== Listed entries ==
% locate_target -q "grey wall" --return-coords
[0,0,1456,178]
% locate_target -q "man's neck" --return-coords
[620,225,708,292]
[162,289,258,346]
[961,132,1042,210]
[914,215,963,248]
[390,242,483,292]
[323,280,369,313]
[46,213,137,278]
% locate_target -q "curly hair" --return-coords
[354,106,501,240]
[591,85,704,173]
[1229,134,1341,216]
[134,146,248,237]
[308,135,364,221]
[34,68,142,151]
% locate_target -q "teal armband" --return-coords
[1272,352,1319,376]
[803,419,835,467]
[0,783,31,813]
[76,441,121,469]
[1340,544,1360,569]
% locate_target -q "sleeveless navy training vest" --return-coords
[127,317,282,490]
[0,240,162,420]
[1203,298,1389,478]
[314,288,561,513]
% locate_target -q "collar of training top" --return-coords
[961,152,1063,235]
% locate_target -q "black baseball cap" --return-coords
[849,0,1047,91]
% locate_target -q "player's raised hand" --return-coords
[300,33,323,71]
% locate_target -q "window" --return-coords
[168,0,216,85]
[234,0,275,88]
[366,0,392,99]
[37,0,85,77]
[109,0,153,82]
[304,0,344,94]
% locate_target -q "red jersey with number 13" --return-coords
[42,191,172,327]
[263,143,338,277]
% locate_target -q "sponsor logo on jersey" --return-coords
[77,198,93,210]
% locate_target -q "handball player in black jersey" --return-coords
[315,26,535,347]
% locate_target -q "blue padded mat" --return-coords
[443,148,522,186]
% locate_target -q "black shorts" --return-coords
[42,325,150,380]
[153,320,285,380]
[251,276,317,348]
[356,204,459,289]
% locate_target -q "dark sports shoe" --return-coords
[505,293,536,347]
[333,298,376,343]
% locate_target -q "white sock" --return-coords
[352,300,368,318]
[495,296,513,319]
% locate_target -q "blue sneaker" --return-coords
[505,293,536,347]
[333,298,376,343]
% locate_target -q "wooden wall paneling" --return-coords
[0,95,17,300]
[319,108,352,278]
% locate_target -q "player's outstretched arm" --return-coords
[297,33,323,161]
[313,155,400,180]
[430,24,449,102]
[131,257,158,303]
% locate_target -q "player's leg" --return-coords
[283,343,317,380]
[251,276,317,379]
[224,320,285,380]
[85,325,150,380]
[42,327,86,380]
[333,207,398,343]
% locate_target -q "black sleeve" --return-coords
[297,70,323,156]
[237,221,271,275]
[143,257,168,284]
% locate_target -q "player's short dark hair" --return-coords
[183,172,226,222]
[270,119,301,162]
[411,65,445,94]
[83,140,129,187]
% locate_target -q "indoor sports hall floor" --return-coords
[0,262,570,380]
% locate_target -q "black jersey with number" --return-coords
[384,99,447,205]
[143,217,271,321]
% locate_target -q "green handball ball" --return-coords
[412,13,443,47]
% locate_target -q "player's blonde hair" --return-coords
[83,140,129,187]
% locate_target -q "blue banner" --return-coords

== Given request ==
Please quote the items from the first line through the line that contains "[131,257,158,303]".

== Answer below ==
% locate_target -q "grey wall" --return-coords
[0,0,1456,178]
% locate_target -q "man's neck" --return-coords
[620,225,708,292]
[162,289,258,346]
[961,132,1042,210]
[914,215,963,248]
[390,242,483,292]
[323,280,369,313]
[46,213,137,278]
% locate_target -q "curly hair" --return-coords
[354,106,501,240]
[591,85,704,173]
[1229,134,1341,216]
[134,146,248,237]
[308,135,364,221]
[34,68,142,151]
% locate_target -q "teal armband" --return-coords
[1272,352,1319,376]
[803,419,835,467]
[0,783,31,813]
[76,441,121,469]
[1340,544,1360,569]
% locate_target -q "sleeveless navy training vest" --return-coords
[127,317,282,490]
[0,240,162,420]
[1203,298,1389,478]
[314,288,561,513]
% locate_target -q "collar of training top" --return-coords
[961,152,1063,235]
% locate_target -q "black baseball cap" --return-coords
[849,0,1047,91]
% locate_target -q "player's raised hand" --return-coords
[300,33,323,71]
% locate_target -q "window" --return-coords
[168,0,216,85]
[234,0,275,88]
[366,0,392,99]
[37,0,85,77]
[109,0,153,82]
[304,0,344,94]
% locate_target -q "red jersey with number 13" --return-coords
[42,191,172,327]
[263,143,338,277]
% locate_target -q "sponsor logo on jersey" --return-coords
[77,198,93,210]
% locate_target -q "handball player in black jersey" --return-coords
[315,26,535,347]
% locate_target -q "blue padded mat" --return-coords
[443,148,522,186]
% locate_target -q "black shorts" --return-coords
[42,325,150,380]
[153,320,285,380]
[251,276,317,348]
[356,204,459,289]
% locate_target -q "dark sports shoe" --return-coords
[505,293,536,347]
[333,298,376,343]
% locate_target -q "white sock" --return-coords
[352,300,368,318]
[495,296,513,319]
% locate_target -q "blue sneaker" --return-coords
[505,293,536,347]
[333,298,376,343]
% locate_target -q "wooden wall paneling" --return-coords
[0,95,17,300]
[319,108,352,278]
% locate_target -q "player's outstretched arm" --return-coords
[297,33,323,161]
[313,155,400,180]
[430,24,449,102]
[131,257,158,303]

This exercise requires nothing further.